PROBLEM DETAILS.
An image-free, verbatim transcription of the records is the expected result.

THE DATA.
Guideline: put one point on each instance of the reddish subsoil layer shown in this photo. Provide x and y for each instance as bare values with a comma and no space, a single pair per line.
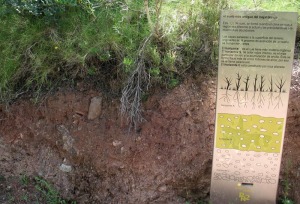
167,161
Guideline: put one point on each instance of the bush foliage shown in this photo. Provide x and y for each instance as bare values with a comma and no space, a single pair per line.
47,42
44,42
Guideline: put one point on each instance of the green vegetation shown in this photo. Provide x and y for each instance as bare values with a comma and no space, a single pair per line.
28,189
50,194
110,42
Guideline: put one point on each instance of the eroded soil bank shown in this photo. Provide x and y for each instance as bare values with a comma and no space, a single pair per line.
168,160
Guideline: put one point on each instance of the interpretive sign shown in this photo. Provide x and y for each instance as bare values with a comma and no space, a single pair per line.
255,65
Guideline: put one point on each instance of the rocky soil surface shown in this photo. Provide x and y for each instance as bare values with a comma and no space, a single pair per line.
95,159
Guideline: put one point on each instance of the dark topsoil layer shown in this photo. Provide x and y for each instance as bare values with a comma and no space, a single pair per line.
168,160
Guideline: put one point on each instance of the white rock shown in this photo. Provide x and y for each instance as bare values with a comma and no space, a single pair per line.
95,108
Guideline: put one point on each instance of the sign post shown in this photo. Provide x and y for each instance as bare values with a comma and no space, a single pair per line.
255,65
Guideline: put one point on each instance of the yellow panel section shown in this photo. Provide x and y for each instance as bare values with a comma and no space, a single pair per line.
249,132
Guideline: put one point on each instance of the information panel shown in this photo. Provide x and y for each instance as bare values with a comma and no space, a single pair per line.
255,65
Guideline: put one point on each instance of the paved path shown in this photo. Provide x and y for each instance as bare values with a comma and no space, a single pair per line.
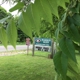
18,47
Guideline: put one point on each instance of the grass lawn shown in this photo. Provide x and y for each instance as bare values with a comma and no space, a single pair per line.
26,67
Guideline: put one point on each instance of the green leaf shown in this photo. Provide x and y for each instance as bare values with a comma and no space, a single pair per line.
60,62
67,48
62,3
4,19
68,78
72,69
3,37
74,32
76,19
25,24
18,6
12,32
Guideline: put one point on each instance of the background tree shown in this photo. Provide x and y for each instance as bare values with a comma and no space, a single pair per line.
67,32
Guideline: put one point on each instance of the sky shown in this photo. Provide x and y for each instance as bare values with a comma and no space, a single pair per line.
7,6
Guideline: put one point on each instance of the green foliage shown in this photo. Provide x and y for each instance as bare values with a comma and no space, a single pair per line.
12,32
3,36
67,32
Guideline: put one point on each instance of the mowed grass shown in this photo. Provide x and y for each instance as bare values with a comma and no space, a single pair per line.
27,67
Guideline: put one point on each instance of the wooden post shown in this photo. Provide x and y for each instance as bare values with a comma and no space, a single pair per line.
33,47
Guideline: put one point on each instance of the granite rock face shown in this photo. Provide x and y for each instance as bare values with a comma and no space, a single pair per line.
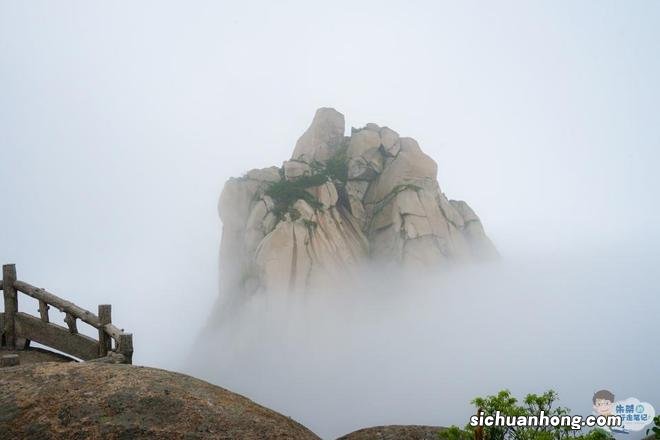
338,203
99,401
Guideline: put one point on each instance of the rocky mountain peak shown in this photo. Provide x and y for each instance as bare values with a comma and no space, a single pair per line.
341,201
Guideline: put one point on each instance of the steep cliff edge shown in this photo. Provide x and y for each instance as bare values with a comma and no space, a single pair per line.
99,401
339,202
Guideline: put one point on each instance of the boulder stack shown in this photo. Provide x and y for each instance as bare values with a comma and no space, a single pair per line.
341,201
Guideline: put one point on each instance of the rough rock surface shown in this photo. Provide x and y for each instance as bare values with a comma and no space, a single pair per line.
338,202
395,432
97,401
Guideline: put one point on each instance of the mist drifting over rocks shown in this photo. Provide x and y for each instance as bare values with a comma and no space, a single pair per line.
341,202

EXERCISE SOLUTION.
Guideline: put one point on each instance of the reddish subsoil layer shown in this photo. Provide x and y for each instance as bare values with a comma and no space, a single pair per line.
167,161
Guideline: put one point on each instance of the bush foliage shown in this photo. Provide x and y for each instance as bare values with a comma and no space, a single pair per line.
47,42
44,42
Guideline: put one point on each instance of the green vegetation shown in this photo. Provide x and y for each instance as bare values with a comma and no space, a single pair per line.
28,189
50,194
110,42
Guideline: put one point on each instance of the eroded soil bank shown in this photo. Provide x and y for each instance as bare values with a comma and no space, a single pair per line.
168,160
Guideline: put one point on each instance of the interpretive sign shown in this photo. Provide x and y for each instance as bare values with a comma and no space, a single pair per line.
255,65
Guideline: put one point on each instance of the rocky soil surface shown in this photo. Provide x and y for each instance as bare values with a comma and no space, a single pair per line.
95,159
Guideline: put one point on each instance of the dark topsoil layer shown in this photo. Provide x and y for each instance as bare values with a comma and no space, a single pair per line.
168,160
Guideline: put one point on each instance of the white rock shown in this photo. Provide x and y for each instance as bare values with a comma and no space, a single pair per line.
95,108
Guideline: put one point on each instance of the sign post shown in this photo. Provide x and y for each instance as bare values with a comma and no space, a single pair per line.
255,65
Guideline: put one point on each instance of the yellow panel section shown in this photo. Provide x and y for each instance as bare values with a comma and no space, a single pair per line.
249,132
Guideline: put one point on each instance of the information panel shown in this photo. Provide x and y for each instance as bare values with a comma and no space, a single pair per line.
255,65
Guideline: put one point on each instance of the paved path shown in this photo. Provide x and y for each instance as bare values with a comma and no space, a single pair per line.
18,47
Guideline: put one point on each instance of the grass lawn shown in this photo. Provide x and y for each instance as bare values with a comma and no space, a single pair per line.
26,67
Guideline: put one point on each instance of the green leaf shown in this photo. Provide x and y for each instance as bare values with a comma and no space, a single pair per line.
60,62
67,48
62,3
4,19
68,78
72,69
3,37
74,32
76,19
25,24
18,6
12,32
Guideline: put one point on each instance of the background tree shown in this photo. Provide x and y for each instance as bare values with a comma and no space, a single pair per line.
67,32
Guideline: put one point on each instance of the sky shown in this photo. Provide x and y for each instance as bare values with a comma and no space, a single pair per line.
7,6
Guideline: put one point on each instance of the green foliage shown in this photo. Provide x and y for each instance as bare values with a comma and no space, a single pair per line.
12,32
3,36
67,32
Guideline: put one point on each instance of the mowed grass shown in this photo. Provide x and y for each instance as bare values with a comma and no space, a single pair per line.
27,67
Guideline: put one point on each instance of the wooden post shown in this photo. Provide x and y for each instance as bare values with a comma and no space, a single pair per line.
33,47
Guideline: put one point on each instance of the granite rock face shown in this photo. Provide x and y for each instance as bare values with a comma and no space, a single pair per line.
338,203
99,401
Guideline: put one point on each instance of the rocky mountain peak shown in this photo. Provide x and y for each instance as bare values with a comma and no space, a single pair per line.
341,201
Guideline: put one point on each instance of the steep cliff edge shown in this photo. Provide x and y for each instance as bare values with a comma and no space, a single pair per line.
99,401
339,202
Guideline: put one point on each instance of the boulder stack shown in this photo. Provide x and y for each instance as bare values with a comma and no space, a single pair per line.
341,201
Guideline: put one point on each instance of the rough rock surface shown in this photo. Provide x and y for each instance as bare values with a comma and no space, a single pair per line.
338,202
395,432
97,401
Guideline: put one point on each instance of the mist drifting over rocks shown in this photo. Provide x and y for each instance as bare values with a comma and no space, a single pair per line.
341,202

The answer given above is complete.